Point labeling examples:

########################################

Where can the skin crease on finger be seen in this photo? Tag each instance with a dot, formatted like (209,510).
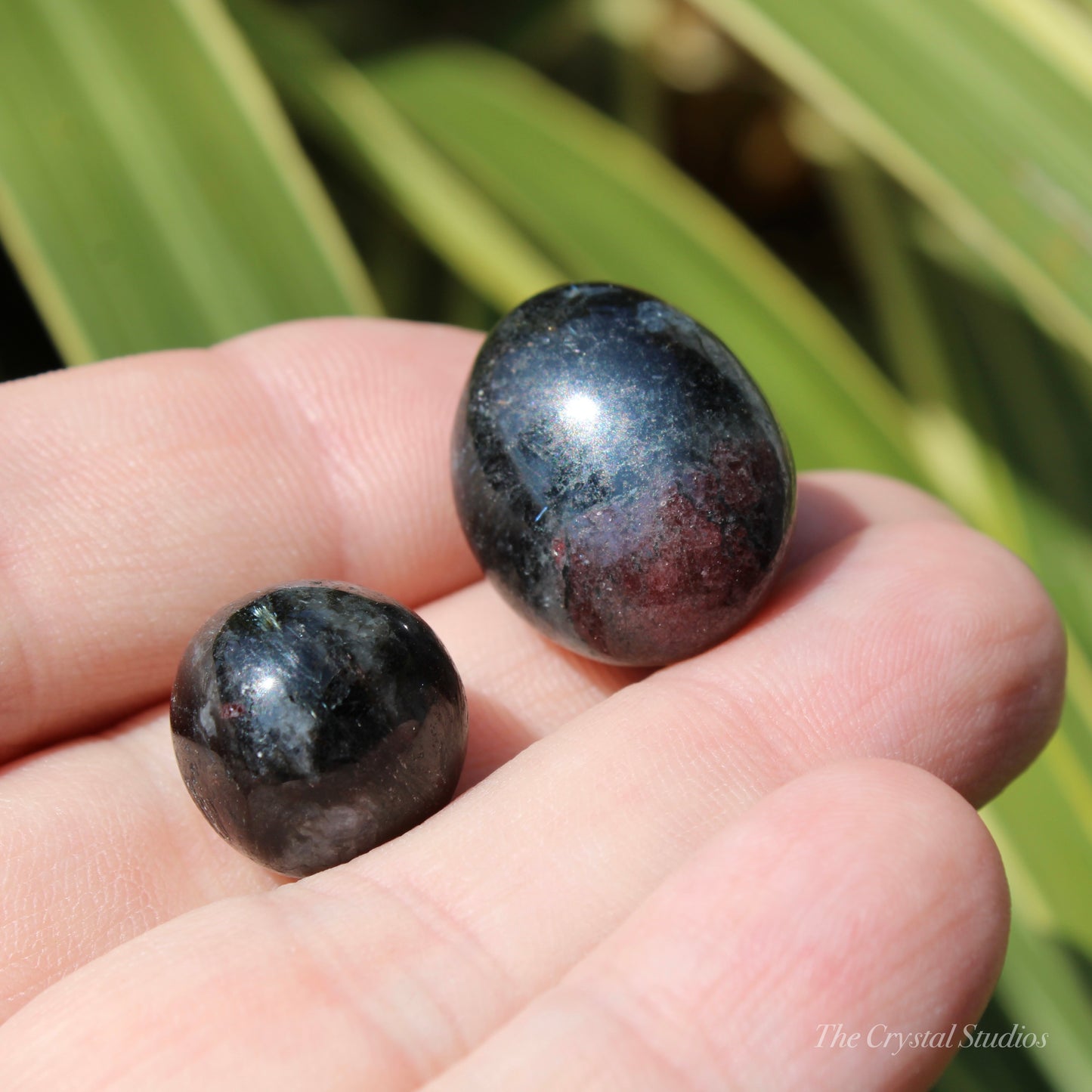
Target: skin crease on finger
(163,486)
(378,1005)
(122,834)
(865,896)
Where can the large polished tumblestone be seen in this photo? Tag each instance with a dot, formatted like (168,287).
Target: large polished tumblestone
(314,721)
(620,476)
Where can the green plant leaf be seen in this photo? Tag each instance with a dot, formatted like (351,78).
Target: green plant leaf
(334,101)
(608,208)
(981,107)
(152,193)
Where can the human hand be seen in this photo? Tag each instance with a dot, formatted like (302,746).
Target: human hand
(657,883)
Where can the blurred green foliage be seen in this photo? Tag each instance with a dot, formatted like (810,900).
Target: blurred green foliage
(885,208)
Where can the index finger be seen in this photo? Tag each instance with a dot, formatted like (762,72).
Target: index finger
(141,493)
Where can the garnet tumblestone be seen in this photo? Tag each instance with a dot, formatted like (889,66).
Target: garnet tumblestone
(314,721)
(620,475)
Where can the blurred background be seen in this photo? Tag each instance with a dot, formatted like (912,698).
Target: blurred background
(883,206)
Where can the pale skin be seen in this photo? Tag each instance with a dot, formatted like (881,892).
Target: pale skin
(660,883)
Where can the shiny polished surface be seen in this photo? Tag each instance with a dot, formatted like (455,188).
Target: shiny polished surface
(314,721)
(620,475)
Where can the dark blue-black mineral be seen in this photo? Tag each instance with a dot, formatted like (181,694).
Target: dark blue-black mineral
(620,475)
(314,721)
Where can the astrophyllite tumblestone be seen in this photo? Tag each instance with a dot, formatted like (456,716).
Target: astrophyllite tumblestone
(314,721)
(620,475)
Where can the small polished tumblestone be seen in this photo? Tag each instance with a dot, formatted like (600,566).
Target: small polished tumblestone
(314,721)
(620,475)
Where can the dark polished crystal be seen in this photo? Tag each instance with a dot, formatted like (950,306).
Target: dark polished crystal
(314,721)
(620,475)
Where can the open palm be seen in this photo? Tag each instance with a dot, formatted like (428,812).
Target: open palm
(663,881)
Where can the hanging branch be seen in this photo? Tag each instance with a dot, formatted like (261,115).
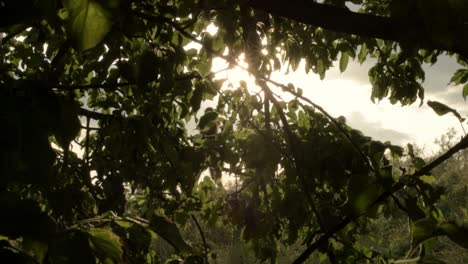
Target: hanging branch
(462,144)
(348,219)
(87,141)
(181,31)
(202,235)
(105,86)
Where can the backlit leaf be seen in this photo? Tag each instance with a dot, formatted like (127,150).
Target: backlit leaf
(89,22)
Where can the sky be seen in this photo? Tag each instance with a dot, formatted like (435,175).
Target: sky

########################################

-- INSTRUCTIONS TO FOLLOW --
Change "hanging branch" to "drooping branch" in the records, starting at the line that contains "Where can the hanging" and ending at the end of the records, with everything else unchanged. Reproduce only those lines, and leave the pictures out.

-- EXERCISE RESULT --
Where can the drooping branch be seen in this photo? Tag each instance with a dot, formatted like (261,115).
Target: drooping branch
(462,144)
(348,219)
(87,141)
(181,31)
(202,235)
(105,86)
Where can the backlit leaf be seen in this photo? Tag each instance with a dot, formatted like (127,150).
Target: backlit leaf
(89,22)
Where can the sky be seen in this photo? Tag each instance with a dot, formatted like (435,175).
Target: sky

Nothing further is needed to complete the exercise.